[Excerpts of pointing data]
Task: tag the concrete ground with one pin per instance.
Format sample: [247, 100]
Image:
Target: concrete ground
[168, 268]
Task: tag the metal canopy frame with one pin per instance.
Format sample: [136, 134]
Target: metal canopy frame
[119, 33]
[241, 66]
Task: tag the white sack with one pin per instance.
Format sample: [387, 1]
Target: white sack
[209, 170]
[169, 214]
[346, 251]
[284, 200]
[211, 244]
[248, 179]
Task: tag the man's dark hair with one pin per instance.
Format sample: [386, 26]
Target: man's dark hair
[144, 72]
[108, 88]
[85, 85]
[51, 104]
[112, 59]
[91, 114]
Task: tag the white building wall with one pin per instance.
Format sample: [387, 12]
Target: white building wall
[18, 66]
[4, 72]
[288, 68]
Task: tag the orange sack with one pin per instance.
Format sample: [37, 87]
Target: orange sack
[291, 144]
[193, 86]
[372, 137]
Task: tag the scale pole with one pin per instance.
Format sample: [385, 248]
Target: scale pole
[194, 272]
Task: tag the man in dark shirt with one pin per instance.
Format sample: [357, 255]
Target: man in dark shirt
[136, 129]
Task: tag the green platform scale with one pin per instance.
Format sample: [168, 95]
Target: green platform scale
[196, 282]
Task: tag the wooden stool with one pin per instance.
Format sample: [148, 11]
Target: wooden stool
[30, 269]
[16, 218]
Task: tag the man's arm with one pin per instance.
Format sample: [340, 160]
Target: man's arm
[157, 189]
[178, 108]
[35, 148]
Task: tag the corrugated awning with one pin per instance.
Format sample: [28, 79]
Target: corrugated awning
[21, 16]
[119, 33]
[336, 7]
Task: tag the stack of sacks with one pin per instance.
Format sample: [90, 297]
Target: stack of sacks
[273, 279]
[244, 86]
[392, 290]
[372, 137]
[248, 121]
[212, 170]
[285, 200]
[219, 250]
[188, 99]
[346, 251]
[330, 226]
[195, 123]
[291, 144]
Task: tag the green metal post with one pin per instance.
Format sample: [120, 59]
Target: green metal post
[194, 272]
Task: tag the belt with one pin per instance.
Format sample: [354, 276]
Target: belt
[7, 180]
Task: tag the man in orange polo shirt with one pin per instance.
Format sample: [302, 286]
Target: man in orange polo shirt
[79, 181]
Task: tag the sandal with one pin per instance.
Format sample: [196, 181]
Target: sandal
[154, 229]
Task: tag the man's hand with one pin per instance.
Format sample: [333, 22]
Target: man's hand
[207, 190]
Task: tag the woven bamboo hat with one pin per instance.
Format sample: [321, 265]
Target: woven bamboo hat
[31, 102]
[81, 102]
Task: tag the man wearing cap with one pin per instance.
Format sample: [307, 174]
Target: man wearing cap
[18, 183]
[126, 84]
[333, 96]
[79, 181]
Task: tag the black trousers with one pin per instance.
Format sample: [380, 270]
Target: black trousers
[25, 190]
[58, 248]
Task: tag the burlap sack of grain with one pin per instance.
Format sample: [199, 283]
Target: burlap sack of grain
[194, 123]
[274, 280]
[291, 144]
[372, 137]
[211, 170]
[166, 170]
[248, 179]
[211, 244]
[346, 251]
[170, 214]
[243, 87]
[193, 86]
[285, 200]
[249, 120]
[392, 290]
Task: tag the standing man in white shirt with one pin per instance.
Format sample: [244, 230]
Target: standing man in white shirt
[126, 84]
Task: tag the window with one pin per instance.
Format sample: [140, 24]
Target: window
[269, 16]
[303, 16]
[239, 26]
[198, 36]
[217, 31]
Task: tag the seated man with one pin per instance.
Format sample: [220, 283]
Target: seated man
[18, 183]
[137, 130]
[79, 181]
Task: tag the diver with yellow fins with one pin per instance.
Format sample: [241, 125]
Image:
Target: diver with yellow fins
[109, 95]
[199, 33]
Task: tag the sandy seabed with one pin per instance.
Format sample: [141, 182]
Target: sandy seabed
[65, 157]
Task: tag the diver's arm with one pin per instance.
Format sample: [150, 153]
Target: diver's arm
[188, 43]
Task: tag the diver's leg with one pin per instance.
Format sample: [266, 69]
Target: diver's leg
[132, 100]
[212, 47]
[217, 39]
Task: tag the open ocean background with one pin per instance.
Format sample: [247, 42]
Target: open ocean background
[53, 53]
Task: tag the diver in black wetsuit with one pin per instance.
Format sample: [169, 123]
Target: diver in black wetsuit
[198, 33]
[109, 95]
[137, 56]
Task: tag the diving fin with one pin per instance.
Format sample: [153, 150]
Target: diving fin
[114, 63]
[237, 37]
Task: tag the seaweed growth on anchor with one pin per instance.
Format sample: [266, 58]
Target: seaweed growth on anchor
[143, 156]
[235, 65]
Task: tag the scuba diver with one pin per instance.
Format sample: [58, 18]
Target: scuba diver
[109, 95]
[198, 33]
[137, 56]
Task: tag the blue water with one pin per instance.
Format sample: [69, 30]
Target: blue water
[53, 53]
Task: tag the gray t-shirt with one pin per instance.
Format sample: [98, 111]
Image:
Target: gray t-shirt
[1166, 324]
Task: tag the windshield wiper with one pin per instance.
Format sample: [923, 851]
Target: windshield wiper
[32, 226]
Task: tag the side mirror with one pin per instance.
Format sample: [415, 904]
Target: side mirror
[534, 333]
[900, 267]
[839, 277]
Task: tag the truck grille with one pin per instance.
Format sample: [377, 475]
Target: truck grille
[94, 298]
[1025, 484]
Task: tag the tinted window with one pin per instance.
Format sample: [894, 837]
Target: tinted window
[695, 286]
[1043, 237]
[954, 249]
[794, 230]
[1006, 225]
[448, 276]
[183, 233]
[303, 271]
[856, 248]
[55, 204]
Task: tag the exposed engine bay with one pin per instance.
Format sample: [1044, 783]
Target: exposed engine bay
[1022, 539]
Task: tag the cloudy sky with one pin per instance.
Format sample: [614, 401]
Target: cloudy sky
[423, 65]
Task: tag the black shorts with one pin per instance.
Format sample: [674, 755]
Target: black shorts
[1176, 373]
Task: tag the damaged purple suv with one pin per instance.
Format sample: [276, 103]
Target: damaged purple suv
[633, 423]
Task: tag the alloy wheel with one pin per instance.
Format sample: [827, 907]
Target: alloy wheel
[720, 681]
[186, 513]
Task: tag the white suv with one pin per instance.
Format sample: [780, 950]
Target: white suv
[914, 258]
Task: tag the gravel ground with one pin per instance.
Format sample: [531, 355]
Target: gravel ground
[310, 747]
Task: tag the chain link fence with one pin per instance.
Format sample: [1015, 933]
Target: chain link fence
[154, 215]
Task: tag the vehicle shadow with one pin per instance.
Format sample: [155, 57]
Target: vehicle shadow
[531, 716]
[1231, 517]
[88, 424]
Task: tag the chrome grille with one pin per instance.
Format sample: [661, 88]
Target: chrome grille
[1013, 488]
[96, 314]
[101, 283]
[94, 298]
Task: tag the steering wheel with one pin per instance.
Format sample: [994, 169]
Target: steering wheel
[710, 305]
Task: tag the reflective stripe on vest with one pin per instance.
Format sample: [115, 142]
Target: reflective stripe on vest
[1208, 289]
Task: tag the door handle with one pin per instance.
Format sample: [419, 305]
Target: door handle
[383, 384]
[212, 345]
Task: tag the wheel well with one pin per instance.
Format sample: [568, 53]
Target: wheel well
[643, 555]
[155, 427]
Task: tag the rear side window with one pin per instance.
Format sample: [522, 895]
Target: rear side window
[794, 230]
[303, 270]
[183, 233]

▶ _To do_
Output every line of the entries from the one containing "Task: tag the blue" down to the one containing "[1166, 324]", inclusive, as a JSON list of strings with one string per line and no blank lines.

▶ _Reply_
[
  "Task: tag the blue water with one pin per instance.",
  "Format sample: [69, 30]",
  "Target: blue water",
  "[53, 53]",
  "Task: tag the gray t-shirt with one pin per instance.",
  "Format sample: [98, 111]",
  "Image:",
  "Target: gray t-shirt",
  "[1166, 324]"
]